> **Your instructions**: Skip all pictures. Set down only the lines starting at the line containing "Each instance receives exactly one keypoint. Tag the green shirt" and running to the end of the listing.

> **Data lines**:
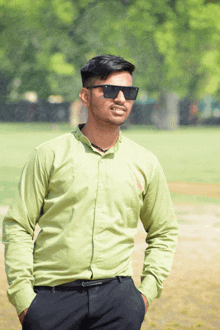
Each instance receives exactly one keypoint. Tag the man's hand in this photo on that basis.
(22, 315)
(146, 303)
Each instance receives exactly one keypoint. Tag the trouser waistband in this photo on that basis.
(80, 283)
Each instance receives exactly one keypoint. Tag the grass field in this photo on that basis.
(190, 298)
(189, 154)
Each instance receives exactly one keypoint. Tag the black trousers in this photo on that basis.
(112, 305)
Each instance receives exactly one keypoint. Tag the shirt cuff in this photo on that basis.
(148, 288)
(22, 299)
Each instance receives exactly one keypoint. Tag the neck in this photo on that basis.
(103, 137)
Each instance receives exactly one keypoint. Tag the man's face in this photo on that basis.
(109, 111)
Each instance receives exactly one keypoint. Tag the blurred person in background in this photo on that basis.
(87, 191)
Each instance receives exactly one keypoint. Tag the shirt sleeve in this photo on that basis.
(18, 232)
(159, 220)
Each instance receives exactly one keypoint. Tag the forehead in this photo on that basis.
(116, 78)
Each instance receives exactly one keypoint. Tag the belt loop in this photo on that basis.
(119, 279)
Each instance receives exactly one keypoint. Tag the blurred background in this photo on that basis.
(175, 46)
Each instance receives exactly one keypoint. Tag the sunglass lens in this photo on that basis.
(130, 93)
(111, 91)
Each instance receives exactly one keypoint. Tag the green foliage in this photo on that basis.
(174, 44)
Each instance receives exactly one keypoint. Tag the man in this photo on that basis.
(87, 190)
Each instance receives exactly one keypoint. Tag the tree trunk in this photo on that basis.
(166, 112)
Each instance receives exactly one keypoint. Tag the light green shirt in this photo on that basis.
(87, 206)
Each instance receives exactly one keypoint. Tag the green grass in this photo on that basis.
(189, 154)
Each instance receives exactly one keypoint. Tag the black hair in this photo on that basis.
(100, 67)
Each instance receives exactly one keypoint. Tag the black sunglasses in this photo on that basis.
(111, 91)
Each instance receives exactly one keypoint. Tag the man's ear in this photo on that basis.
(85, 96)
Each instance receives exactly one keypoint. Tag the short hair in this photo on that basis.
(100, 67)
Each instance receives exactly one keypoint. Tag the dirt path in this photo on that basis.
(191, 296)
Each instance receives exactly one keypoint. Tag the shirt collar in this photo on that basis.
(81, 137)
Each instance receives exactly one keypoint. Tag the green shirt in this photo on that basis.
(87, 206)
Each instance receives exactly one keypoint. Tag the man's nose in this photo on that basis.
(120, 97)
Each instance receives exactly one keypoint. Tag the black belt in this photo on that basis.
(79, 283)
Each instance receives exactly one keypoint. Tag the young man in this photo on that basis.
(87, 190)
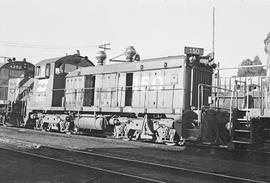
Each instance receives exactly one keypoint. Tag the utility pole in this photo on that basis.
(5, 58)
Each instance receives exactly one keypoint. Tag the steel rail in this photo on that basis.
(163, 166)
(81, 165)
(172, 167)
(141, 162)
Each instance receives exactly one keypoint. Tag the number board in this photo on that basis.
(193, 51)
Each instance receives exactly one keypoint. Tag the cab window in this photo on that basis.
(37, 70)
(47, 70)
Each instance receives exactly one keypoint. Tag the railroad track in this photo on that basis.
(142, 171)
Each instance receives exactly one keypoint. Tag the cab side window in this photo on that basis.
(37, 70)
(47, 70)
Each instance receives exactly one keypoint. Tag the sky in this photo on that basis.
(41, 29)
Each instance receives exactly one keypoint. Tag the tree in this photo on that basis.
(251, 71)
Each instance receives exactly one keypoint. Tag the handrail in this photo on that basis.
(209, 86)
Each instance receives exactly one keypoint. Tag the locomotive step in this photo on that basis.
(243, 119)
(240, 130)
(241, 142)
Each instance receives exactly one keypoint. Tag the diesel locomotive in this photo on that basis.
(137, 99)
(14, 77)
(166, 100)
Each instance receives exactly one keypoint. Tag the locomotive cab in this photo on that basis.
(49, 81)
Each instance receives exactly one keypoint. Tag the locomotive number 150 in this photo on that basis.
(193, 51)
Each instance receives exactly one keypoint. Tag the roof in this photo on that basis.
(72, 59)
(47, 61)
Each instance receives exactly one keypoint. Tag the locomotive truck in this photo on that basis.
(138, 99)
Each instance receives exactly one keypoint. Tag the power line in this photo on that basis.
(37, 46)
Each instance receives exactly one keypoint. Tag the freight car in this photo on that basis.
(144, 99)
(13, 74)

> **Full solution**:
Each instance receives exactly one keypoint. Tag the green shirt in this photo on that basis.
(87, 206)
Each instance receives exactly one keypoint. Tag the man's nose in this photo on that basis.
(120, 97)
Each instance receives exactly one keypoint. Tag the black belt in this photo on that basis.
(79, 283)
Each instance receives exactly one keypoint. Tag the young man in this photo on that basis.
(87, 190)
Each instance receives exactly one keypoint. Tag the utility pole in this photo on that basis.
(5, 58)
Each instance receives exactly one keypoint. Tag the steel rail in this photo on that basis.
(163, 166)
(81, 165)
(172, 167)
(141, 162)
Each instance receives exactly one keypoint. Tag the number board in this photo on that basis.
(193, 51)
Each instance receives exactly one keypoint. Tag the cab window in this photo on that basis.
(37, 70)
(47, 70)
Each instance receives exactly one keypoint. Tag the railroad track in this photo on that basis.
(142, 171)
Each instance receives exactly one keypoint. Tag the cab side window in this photo on that basis.
(37, 70)
(47, 70)
Each instance receives exactly one keypoint. Tag the sky in this photo on that basis.
(41, 29)
Each instance receives exactly one keypoint. Tag the tree in this photo on that basis.
(251, 71)
Each instance receives exactly one keypoint. Tag the handrail in this photo on that basis.
(209, 86)
Each instance receives exactly one keypoint. Tag the locomotive step in this photo on that basis.
(243, 119)
(240, 130)
(241, 142)
Each instance receives exactly one keypoint. Tag the diesel locomotive in this photo on that basis.
(137, 99)
(14, 77)
(166, 100)
Each instance receives exactly one keypoint. Tag the locomotive cab in this photo on that basis.
(49, 81)
Each instance receives exactly one keypoint. Tag the locomotive number 150 in this photo on that basis.
(193, 51)
Each instance receives exactly one keypoint. Tag the roof in this photo on that basis.
(72, 59)
(47, 61)
Each instance receives exactly one keypoint. Tag the locomotive truck in this photo on that basis.
(138, 99)
Each instance receives exactly one keypoint. Tag the power line in this photo on that basis.
(37, 46)
Each instance receives exactly one keypoint. Tag the freight car in this photo on that basis.
(144, 99)
(13, 74)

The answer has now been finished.